SOURCE PASSAGE =
-- Start --

The Virtual Observatory and the Roman de la Rose: Unexpected Relationships and the Collaborative Imperative
Do most faculty in the humanities see collaborative research and engagement with large datasets in their future?
Two projects led by
Johns Hopkins
University that seem to come from
apparently opposite ends of the spectrum--the
Virtual
Observatory (VO) and the
Roman de la
Rose Digital Library--reveal some
unexpected relationships that bring to light a shift in scholarly practices that cyberinfrastructure may bring.
The Virtual Observatory represents one of the quintessential
cyberinfrastructure projects--large, complex datasets shared, visualized and
analyzed by a distributed group of astronomers. The Rose project features a
digital library (along with related services) comprising digital surrogates of
Old French manuscripts copied from the late-13th to the mid-16th centuries,
many of which are richly illuminated. How could
the Rose project offer any insight into data-driven scientific
investigation? Even a completely digitized corpus of all extant Rose
manuscripts (some 250 are known worldwide) would
not approach the scale of the VO datasets.
But, upon reflection, we suggest there may be
an important relationship between "data mining"
and collaborative scholarly practices in the sciences and humanities.
Greater collaboration among humanities scholars in the discovery and
production of knowledge is cited by the ACLS
cyberinfrastructure report, Our Cultural Commonwealth,
as one of the goals and characteristics of an
effectively implemented cyberinfrastructure for the humanities and social
sciences. But it is posed in the report against the entrenched,
traditional academic culture of the "individual genius" working in
isolation.[1] Referencing a recent study on American literary
scholarship online, the ACLS report commented that:
Despite the demonstrated value of collaboration in the sciences, there are relatively few formal digital communities and relatively few institutional platforms for online collaboration in the humanities. In these disciplines, single-author work continues to dominate. Lone scholars, the report remarked, are working in relative isolation building their own content and tools, struggling with their own intellectual property issues, and creating their own archiving solutions.
While this may be true, we have reason to believe that a change is at hand; what is more, when one considers the evolving historical
relationship between the humanities and sciences,
the picture becomes more complex.
Rudolphine Tables = Open Content Alliance?
Scientists were not always good collaborators. In
discussing the Rudolphine Tables (Johannes Kepler's 1627 star catalog and planetary tables that
radically improved the ability to calculate planetary positions), computer
scientist Michael Nelson made the
startling suggestion that the Tables might be considered on a par with
today's Google Book
Search or the
Open
Content Alliance,
in their power to inspire a new generation of
scholarship.[2]
But he continues by noting that there were a host of issues standing in the
way of the Tables' publication, including "significant infrastructure costs
(in the form of purpose-built observatories),
professional jealousy, intellectual property
restrictions, and political and religious instability."
This suggests that at the time, astronomy was a
discipline defined by lone practitioners who would guard their data with great
secrecy; in the "data-poor" environments of the early scientific era,
scientists did not readily share data or collaborate.

-- End --

LISTED RECORDS =

-- Start --

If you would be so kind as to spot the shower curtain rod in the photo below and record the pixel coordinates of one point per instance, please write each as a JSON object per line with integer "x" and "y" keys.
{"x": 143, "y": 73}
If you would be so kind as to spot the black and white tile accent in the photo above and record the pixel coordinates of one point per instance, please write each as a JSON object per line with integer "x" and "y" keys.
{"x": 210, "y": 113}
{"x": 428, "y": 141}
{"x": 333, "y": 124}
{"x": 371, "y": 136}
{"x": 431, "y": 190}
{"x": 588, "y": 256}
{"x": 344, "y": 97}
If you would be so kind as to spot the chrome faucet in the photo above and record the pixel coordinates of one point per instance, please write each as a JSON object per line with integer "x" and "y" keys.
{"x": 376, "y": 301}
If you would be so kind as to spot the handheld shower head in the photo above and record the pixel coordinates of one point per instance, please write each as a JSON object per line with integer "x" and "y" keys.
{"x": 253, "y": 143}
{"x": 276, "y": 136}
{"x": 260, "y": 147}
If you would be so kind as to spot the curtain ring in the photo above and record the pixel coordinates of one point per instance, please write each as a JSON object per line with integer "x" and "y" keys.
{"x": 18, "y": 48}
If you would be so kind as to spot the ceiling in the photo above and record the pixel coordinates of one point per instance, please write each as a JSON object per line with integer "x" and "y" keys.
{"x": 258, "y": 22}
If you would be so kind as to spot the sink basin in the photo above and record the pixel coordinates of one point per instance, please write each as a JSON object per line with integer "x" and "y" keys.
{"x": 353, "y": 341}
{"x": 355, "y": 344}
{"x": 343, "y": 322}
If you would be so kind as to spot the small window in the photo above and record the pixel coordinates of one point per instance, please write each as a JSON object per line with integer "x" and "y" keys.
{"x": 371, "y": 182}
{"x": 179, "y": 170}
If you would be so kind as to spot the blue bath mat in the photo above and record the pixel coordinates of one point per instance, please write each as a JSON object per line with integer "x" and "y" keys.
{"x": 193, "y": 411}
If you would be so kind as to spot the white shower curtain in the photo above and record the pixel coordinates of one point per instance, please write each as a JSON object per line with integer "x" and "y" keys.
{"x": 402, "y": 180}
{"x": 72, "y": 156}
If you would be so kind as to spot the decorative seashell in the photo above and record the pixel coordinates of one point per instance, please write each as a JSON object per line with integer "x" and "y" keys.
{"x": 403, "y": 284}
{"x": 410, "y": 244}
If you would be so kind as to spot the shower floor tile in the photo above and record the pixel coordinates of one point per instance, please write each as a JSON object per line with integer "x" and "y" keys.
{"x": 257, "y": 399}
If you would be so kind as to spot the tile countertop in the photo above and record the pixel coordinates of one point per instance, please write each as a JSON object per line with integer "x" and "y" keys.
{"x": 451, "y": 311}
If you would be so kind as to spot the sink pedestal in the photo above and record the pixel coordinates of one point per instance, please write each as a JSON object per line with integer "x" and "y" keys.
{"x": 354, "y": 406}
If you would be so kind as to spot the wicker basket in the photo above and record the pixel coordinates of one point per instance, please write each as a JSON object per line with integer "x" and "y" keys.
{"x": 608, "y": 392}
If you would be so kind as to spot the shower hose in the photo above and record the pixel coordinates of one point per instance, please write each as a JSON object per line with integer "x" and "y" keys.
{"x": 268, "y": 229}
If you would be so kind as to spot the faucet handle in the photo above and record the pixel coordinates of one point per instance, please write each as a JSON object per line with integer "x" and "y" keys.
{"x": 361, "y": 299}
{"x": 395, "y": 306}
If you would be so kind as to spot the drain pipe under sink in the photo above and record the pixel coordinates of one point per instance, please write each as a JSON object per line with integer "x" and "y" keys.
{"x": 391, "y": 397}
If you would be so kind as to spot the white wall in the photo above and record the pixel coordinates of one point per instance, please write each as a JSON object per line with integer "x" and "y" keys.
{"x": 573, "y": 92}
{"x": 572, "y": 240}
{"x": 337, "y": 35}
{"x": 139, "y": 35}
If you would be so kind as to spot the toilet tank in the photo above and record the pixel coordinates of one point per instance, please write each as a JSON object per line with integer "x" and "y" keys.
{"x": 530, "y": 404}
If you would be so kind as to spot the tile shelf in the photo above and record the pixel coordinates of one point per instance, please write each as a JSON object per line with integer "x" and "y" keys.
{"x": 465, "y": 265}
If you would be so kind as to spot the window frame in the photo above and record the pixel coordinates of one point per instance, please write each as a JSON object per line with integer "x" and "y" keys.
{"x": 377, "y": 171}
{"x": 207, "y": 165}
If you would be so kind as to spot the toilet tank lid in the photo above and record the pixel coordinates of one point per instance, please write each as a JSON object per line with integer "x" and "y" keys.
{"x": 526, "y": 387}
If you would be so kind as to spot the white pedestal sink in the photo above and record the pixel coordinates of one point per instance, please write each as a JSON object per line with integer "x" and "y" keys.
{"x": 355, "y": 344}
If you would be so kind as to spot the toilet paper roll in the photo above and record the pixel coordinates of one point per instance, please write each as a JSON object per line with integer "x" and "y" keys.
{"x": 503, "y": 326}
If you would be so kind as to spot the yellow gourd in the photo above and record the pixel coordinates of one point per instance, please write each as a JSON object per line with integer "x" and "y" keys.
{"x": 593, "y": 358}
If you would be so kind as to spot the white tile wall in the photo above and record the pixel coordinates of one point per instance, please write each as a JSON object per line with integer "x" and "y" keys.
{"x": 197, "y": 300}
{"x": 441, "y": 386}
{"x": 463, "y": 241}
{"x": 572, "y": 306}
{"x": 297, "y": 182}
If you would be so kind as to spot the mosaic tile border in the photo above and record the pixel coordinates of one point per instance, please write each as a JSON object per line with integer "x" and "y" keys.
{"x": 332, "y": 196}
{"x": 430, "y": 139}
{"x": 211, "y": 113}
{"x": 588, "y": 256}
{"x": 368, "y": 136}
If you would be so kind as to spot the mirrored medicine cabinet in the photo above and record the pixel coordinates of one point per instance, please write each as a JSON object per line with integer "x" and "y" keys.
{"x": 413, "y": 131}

-- End --

REQUIREMENT = Copy everything from "While this may" down to "becomes more complex." in the article on the Virtual Observatory and the Roman de la Rose, renaming "picture" to "situation". The material that comes after the article is separate from it.

THE COMPLETED TASK =
While this may be true, we have reason to believe that a change is at hand; what is more, when one considers the evolving historical
relationship between the humanities and sciences,
the situation becomes more complex.